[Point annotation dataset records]

——————

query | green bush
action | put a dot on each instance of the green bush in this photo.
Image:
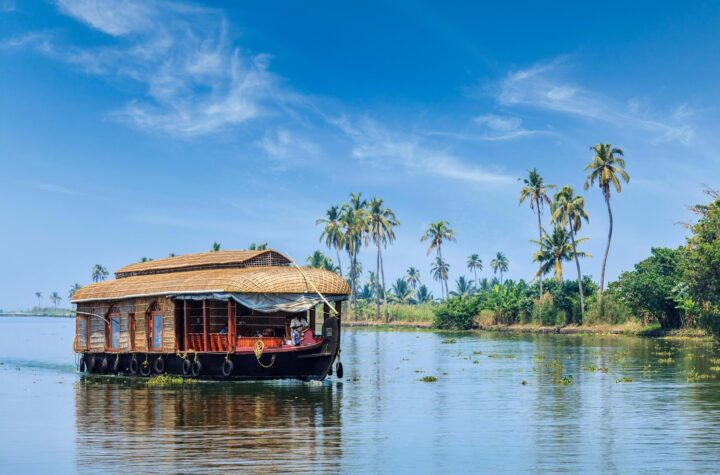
(456, 313)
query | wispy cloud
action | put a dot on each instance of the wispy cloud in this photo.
(542, 86)
(375, 143)
(197, 81)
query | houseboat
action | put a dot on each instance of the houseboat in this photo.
(213, 315)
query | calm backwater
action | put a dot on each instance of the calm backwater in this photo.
(478, 416)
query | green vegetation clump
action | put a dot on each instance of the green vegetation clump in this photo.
(165, 380)
(428, 379)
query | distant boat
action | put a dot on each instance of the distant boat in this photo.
(213, 315)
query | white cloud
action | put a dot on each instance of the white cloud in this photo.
(196, 80)
(541, 87)
(378, 145)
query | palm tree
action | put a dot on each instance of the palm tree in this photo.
(439, 272)
(99, 273)
(354, 222)
(436, 233)
(402, 291)
(423, 295)
(55, 297)
(569, 210)
(382, 220)
(607, 168)
(500, 264)
(319, 260)
(474, 264)
(332, 233)
(72, 290)
(554, 249)
(413, 277)
(463, 286)
(535, 190)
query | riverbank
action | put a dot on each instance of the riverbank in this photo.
(627, 329)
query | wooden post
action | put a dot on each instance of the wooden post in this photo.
(205, 336)
(231, 325)
(312, 320)
(186, 325)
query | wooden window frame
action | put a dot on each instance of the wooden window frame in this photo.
(154, 311)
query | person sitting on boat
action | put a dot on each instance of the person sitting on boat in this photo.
(297, 326)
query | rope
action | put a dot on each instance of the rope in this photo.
(258, 350)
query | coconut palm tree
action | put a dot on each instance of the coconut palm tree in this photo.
(423, 295)
(381, 221)
(413, 277)
(439, 271)
(99, 273)
(55, 298)
(500, 264)
(437, 233)
(463, 286)
(402, 291)
(554, 249)
(474, 264)
(535, 191)
(569, 210)
(318, 260)
(607, 168)
(72, 290)
(332, 234)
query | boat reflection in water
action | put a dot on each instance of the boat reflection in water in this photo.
(207, 427)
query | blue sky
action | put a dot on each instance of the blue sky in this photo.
(132, 129)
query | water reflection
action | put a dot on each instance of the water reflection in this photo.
(208, 427)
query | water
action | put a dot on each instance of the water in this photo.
(477, 417)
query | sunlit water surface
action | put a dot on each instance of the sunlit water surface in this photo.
(500, 404)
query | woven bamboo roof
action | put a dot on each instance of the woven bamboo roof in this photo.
(266, 280)
(205, 260)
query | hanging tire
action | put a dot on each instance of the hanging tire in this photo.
(145, 368)
(159, 365)
(339, 370)
(196, 368)
(227, 368)
(187, 367)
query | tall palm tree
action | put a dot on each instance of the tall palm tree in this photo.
(332, 234)
(554, 249)
(500, 264)
(535, 191)
(569, 210)
(318, 260)
(413, 277)
(55, 297)
(99, 273)
(72, 290)
(607, 168)
(439, 271)
(436, 233)
(474, 264)
(382, 220)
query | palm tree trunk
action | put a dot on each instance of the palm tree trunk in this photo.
(607, 246)
(577, 264)
(377, 277)
(382, 271)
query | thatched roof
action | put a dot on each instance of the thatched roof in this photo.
(266, 280)
(205, 260)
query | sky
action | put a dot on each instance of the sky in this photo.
(135, 129)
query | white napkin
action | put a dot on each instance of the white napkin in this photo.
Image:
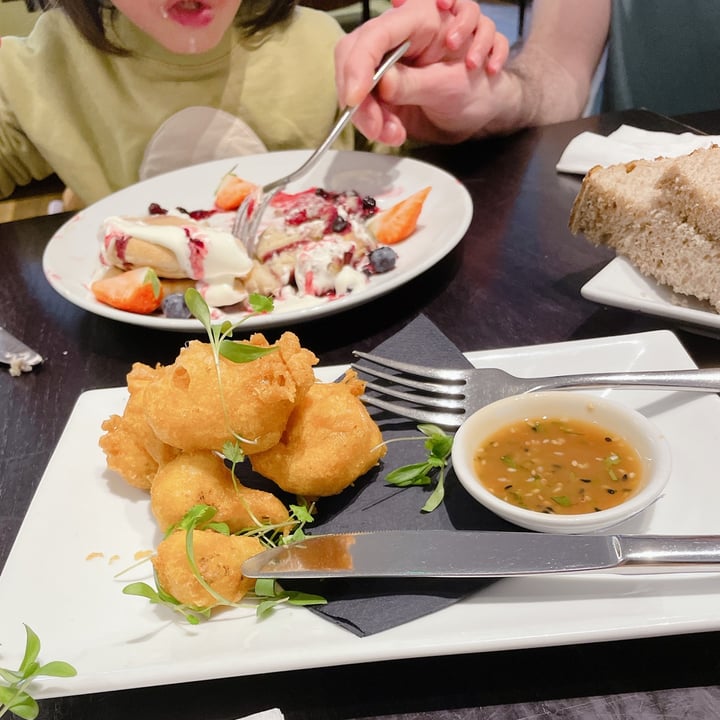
(625, 144)
(273, 714)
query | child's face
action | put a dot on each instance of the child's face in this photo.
(181, 26)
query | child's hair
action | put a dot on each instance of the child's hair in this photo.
(87, 16)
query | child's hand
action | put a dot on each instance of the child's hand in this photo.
(451, 44)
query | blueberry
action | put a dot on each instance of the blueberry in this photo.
(340, 224)
(382, 259)
(174, 306)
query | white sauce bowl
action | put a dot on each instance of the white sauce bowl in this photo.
(613, 416)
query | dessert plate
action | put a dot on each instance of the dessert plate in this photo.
(71, 259)
(620, 284)
(69, 591)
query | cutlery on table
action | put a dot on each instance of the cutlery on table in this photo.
(464, 554)
(446, 397)
(16, 354)
(253, 207)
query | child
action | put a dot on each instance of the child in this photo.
(106, 95)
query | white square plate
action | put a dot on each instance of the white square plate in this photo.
(85, 524)
(621, 285)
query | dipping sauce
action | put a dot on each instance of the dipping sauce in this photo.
(557, 465)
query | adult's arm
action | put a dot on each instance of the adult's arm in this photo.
(440, 31)
(548, 80)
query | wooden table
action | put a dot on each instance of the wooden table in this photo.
(514, 280)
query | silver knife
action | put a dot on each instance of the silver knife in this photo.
(463, 554)
(16, 354)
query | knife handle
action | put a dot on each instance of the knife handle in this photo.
(666, 550)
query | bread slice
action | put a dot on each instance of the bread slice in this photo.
(626, 207)
(692, 186)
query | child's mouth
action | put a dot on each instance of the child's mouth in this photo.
(190, 13)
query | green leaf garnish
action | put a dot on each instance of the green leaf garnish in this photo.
(240, 352)
(152, 278)
(271, 594)
(14, 696)
(219, 336)
(200, 517)
(439, 446)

——————

Write out the whole listing exactly, and drop the pictures.

Answer to this problem:
query | green bush
action | put a dot on each instance of the green bush in this photo.
Image:
(456, 313)
query | wispy cloud
action | put a dot on each instance of the wispy cloud in this photo.
(542, 86)
(375, 143)
(197, 81)
query | houseboat
action | put a dot on each instance of the houseboat in this photo.
(213, 315)
query | calm backwater
action | put a dot on each instance of the calm backwater in this photo.
(478, 416)
query | green vegetation clump
action | put a dot on each instance of the green vegetation clump in this photo.
(165, 380)
(428, 379)
query | distant boat
action | put a dot on each instance of the distant boat in this photo.
(213, 315)
query | white cloud
action | put a dot on each instance of the white cloud in this photo.
(196, 80)
(541, 87)
(378, 145)
query | palm tree
action | put a dot on each instance of the palm tree in this photo.
(439, 272)
(99, 273)
(354, 222)
(436, 233)
(402, 291)
(423, 295)
(55, 297)
(569, 210)
(382, 220)
(607, 168)
(500, 264)
(319, 260)
(474, 264)
(332, 233)
(72, 290)
(554, 249)
(413, 277)
(463, 286)
(535, 190)
query | riverbank
action | put a dot on each instance of the riverbank in this photo.
(627, 329)
query | wooden post
action | put a dot on each instance of the wooden post in this photo.
(205, 336)
(231, 325)
(312, 320)
(186, 325)
query | wooden window frame
action | put a dot on each instance of the wooden window frame in this photo.
(154, 311)
query | person sitting on boat
action | put a dot on each instance of the person sitting on boat in this photo.
(297, 326)
query | rope
action | put a dot on each instance of the rope in this photo.
(258, 350)
query | coconut palm tree
action | put a dot on each instance of the coconut palm tree in this photo.
(423, 295)
(381, 221)
(413, 277)
(439, 271)
(99, 273)
(55, 298)
(500, 264)
(437, 233)
(463, 286)
(402, 291)
(554, 249)
(474, 264)
(535, 191)
(569, 210)
(318, 260)
(607, 168)
(72, 290)
(332, 234)
query | boat reflection in water
action | put a dot on each instance of the boat reflection in water in this photo.
(207, 427)
query | blue sky
action | put a dot on each instance of the blue sky in this photo.
(132, 129)
query | water reflection
action | put a dot on each instance of the water reflection in this photo.
(208, 427)
query | water
action | put a dot on each instance of the water in this photo.
(477, 417)
query | sunlit water surface
action | put a dot on each instance of the sunlit water surface in this photo.
(500, 404)
query | woven bamboo roof
action | put a dot on each instance of the woven bamboo roof in this photo.
(266, 280)
(205, 260)
query | hanging tire
action | put a dot on each instance of the hanging tire in this photo.
(145, 368)
(159, 365)
(339, 370)
(196, 368)
(227, 368)
(187, 367)
query | tall palm tree
action | put a dot on each instance of the tall palm tree in this photo.
(332, 234)
(554, 249)
(500, 264)
(535, 191)
(569, 210)
(318, 260)
(413, 277)
(55, 297)
(99, 273)
(72, 290)
(607, 168)
(439, 271)
(436, 233)
(474, 264)
(382, 220)
query | palm tree trunk
action | put a dot on each instance of the palm tree trunk in this photo.
(607, 246)
(577, 264)
(377, 277)
(382, 271)
query | thatched roof
action | put a dot on each instance of the thatched roof in this photo.
(266, 280)
(205, 260)
query | sky
action | put a dot on each instance of the sky in this photo.
(135, 129)
query | white napkin
action | put a dot on each instance of the white napkin in this photo.
Image:
(625, 144)
(273, 714)
query | child's face
action | put a dot on each instance of the child's face in this photo.
(181, 26)
query | child's hair
action | put a dot on each instance of the child's hair in this photo.
(87, 16)
query | child's hand
action | put a dot on each instance of the child's hand in this photo.
(451, 44)
query | blueberry
action | put a dot on each instance of the blueberry in this photo.
(340, 224)
(382, 259)
(174, 306)
query | white sauce bowl
action | put a dot on each instance of the white sauce bowl in this photo.
(613, 416)
query | dessert plate
action | put a dot on each instance of the dessert plate in this photo.
(71, 259)
(620, 284)
(69, 591)
query | cutlery on table
action | put a dot on each instance of the cutlery on table in this photo.
(464, 554)
(446, 397)
(16, 354)
(253, 207)
query | child
action | put a dot on each instance of the child in this photo.
(106, 95)
query | white square plate
action | put a dot on each instance of the white square plate in this photo.
(85, 524)
(621, 285)
query | dipping sauce
action | put a dot on each instance of the dipping sauce in this photo.
(557, 465)
query | adult's arm
action | put a dot on each instance of the adult's arm in this photo.
(440, 31)
(548, 80)
query | wooden table
action | put a dot on each instance of the wooden table in this photo.
(514, 280)
query | silver knife
action | put a dot on each instance of the silver knife in this photo.
(463, 554)
(16, 354)
query | knife handle
action | put a dot on each instance of the knife handle in this photo.
(666, 550)
query | bread slice
action | put a dot on each instance of the bread slice in this photo.
(626, 207)
(692, 186)
query | child's mouth
action | put a dot on each instance of the child's mouth in this photo.
(190, 13)
query | green leaf garnish
action | put a dot on each instance of the green leaf garnish in this photo.
(240, 352)
(152, 278)
(271, 594)
(14, 696)
(219, 336)
(200, 517)
(439, 446)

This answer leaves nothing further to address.